[[ Study text open ]]
Functional and structural analysis of cytokine selective IL6ST defects that cause recessive hyper-IgE syndrome.

BACKGROUND: Biallelic variants in IL6ST cause a recessive form of hyper-IgE syndrome (HIES) characterized by high IgE, eosinophilia, defective acute phase response, susceptibility to bacterial infections and skeletal abnormalities due to cytokine selective loss-of-function in GP130 with defective IL-6 and IL-11, variable OSM and IL-27 but sparing LIF signaling. OBJECTIVE: To understand the functional and structural impact of recessive HIES-associated IL6ST variants. METHODS: We investigated a patient with HIES using exome, genome and RNA sequencing. Functional assays assessed IL-6, IL-11, IL-27, OSM, LIF, CT-1, CLC, and CNTF signaling. Molecular dynamic simulations and structural modeling of GP130 cytokine receptor complexes were performed. RESULTS: We identify a patient with compound heterozygous novel missense variants in IL6ST (p.Ala517Pro, and exon-skipping null variant p.Gly484_Pro518delinsArg). The p.Ala517Pro variant results in a more profound IL-6 and IL-11 dominated signaling defect compared to the previously identified recessive IL6ST variants p.Asn404Tyr, and p.Pro498Leu. Molecular dynamics simulations suggest that the p.Ala517Pro and p.Asn404Tyr variants result in increased flexibility of the extracellular membrane-proximal domains of GP130. We propose a structural model that explains the cytokine selectivity of pathogenic IL6ST variants that result in recessive HIES. The variants destabilize the hexameric cytokine receptor complexes whereas the trimeric LIF-GP130-LIFR complex remains stable by an additional membrane-proximal interaction. Deletion of this membrane-proximal interaction site in GP130 consequently causes additional defective LIF signaling and Stüve-Wiedemann syndrome. CONCLUSION: Our data provide a structural basis to understand clinical phenotypes in patients with IL6ST variants.
[[ Study text closed ]]
[[ Given entries open ]]
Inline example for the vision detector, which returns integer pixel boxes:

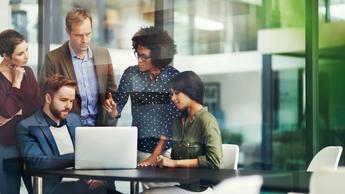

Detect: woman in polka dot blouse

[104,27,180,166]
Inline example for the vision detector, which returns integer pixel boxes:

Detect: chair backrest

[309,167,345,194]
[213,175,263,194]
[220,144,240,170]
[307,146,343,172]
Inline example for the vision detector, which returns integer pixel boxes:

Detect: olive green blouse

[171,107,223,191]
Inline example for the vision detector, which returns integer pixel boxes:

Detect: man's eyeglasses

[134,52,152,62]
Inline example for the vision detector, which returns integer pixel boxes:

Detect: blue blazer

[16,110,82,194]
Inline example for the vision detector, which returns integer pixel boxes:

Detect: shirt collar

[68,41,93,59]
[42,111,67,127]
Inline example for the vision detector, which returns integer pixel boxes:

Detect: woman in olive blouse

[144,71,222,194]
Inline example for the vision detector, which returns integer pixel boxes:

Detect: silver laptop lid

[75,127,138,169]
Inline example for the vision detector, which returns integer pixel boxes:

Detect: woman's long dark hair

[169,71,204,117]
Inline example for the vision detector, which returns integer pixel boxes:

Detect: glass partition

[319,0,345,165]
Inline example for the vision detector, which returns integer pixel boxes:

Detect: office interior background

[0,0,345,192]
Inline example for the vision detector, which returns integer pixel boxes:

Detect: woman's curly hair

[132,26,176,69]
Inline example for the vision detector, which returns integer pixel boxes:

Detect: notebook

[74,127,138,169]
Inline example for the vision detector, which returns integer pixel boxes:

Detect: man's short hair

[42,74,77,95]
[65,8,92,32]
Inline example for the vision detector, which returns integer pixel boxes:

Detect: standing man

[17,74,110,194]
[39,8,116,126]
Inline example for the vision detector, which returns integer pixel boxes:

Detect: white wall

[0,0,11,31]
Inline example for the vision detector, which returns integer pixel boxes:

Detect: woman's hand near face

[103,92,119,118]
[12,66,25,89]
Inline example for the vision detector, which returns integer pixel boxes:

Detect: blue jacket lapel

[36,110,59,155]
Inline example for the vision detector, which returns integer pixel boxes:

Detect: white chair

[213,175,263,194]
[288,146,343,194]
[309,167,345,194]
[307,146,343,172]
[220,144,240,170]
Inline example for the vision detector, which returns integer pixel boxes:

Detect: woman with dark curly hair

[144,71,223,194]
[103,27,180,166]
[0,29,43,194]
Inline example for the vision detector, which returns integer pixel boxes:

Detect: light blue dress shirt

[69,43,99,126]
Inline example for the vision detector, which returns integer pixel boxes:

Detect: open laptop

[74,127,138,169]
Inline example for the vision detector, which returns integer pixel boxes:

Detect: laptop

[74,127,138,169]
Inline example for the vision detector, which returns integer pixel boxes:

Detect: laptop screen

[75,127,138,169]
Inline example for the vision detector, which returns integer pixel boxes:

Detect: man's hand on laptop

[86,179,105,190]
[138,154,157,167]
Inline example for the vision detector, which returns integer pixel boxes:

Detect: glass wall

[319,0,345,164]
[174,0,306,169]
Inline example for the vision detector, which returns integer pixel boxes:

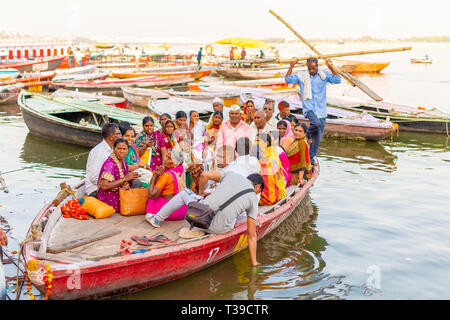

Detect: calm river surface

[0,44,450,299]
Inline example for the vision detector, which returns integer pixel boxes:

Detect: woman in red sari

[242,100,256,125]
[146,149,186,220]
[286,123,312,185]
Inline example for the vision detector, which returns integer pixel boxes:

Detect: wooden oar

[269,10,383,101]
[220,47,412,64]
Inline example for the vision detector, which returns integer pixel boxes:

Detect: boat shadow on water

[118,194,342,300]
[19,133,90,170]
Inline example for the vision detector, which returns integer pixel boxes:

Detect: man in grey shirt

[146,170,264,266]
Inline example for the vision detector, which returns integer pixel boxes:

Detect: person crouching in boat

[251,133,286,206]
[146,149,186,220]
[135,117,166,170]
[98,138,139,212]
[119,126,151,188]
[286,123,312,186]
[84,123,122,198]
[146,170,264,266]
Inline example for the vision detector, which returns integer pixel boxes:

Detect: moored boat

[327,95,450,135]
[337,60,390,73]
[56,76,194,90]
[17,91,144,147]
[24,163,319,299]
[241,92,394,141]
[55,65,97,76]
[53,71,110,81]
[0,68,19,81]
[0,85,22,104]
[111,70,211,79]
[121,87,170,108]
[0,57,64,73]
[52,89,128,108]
[[ Given entries closed ]]
** What is required **
According to the abstract on IL6ST defects in hyper-IgE syndrome, which signaling pathways did the functional assays assess? List all of them.

** Response to the exercise **
IL-6, IL-11, IL-27, OSM, LIF, CT-1, CLC, and CNTF.